What you will do - All entries need to be written out verbatim, with pictures omitted.

(Source records)
::::::::::

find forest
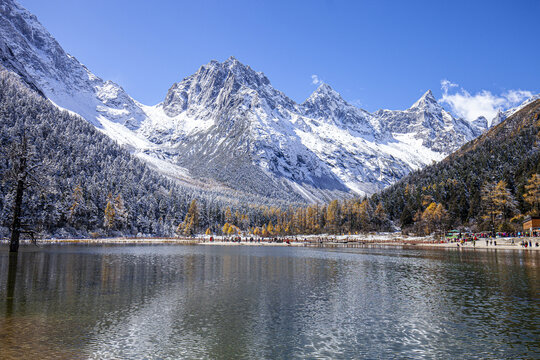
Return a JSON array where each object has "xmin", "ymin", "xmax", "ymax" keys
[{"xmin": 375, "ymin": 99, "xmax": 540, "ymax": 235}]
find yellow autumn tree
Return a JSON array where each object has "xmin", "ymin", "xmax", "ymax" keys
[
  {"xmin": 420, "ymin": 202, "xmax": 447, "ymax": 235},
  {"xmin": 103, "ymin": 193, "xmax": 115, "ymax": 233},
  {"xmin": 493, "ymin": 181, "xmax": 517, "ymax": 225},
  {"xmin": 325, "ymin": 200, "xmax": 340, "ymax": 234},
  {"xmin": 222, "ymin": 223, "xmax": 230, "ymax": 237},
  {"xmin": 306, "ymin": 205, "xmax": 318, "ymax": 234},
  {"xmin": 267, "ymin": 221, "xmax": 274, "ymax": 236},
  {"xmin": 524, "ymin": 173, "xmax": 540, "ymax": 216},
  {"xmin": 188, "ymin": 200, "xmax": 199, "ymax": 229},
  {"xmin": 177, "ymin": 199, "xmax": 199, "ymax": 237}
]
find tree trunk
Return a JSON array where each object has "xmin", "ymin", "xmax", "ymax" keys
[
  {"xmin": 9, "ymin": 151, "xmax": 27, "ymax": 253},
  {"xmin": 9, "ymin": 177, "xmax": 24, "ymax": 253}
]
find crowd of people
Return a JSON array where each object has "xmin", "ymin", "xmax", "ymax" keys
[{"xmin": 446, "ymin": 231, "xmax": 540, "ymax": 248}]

::::::::::

Output of the exercise -
find forest
Return a JSON array where each object has "xmin", "ymin", "xmax", "ymax" keys
[{"xmin": 375, "ymin": 99, "xmax": 540, "ymax": 235}]
find yellow autumn tree
Return a JSON array where each object has "xmin", "ymin", "xmax", "ymax" keys
[
  {"xmin": 420, "ymin": 202, "xmax": 447, "ymax": 235},
  {"xmin": 103, "ymin": 193, "xmax": 115, "ymax": 233},
  {"xmin": 493, "ymin": 181, "xmax": 517, "ymax": 225},
  {"xmin": 325, "ymin": 200, "xmax": 340, "ymax": 234},
  {"xmin": 222, "ymin": 223, "xmax": 230, "ymax": 237},
  {"xmin": 306, "ymin": 205, "xmax": 318, "ymax": 234},
  {"xmin": 267, "ymin": 221, "xmax": 274, "ymax": 236},
  {"xmin": 524, "ymin": 173, "xmax": 540, "ymax": 216},
  {"xmin": 188, "ymin": 200, "xmax": 199, "ymax": 229},
  {"xmin": 177, "ymin": 199, "xmax": 199, "ymax": 237}
]
find tree trunk
Return a JSON array where each object has "xmin", "ymin", "xmax", "ymax" keys
[
  {"xmin": 9, "ymin": 151, "xmax": 27, "ymax": 253},
  {"xmin": 9, "ymin": 177, "xmax": 24, "ymax": 253}
]
find crowd of people
Return a JSON array where each object has "xmin", "ymin", "xmax", "ymax" keys
[{"xmin": 446, "ymin": 231, "xmax": 540, "ymax": 248}]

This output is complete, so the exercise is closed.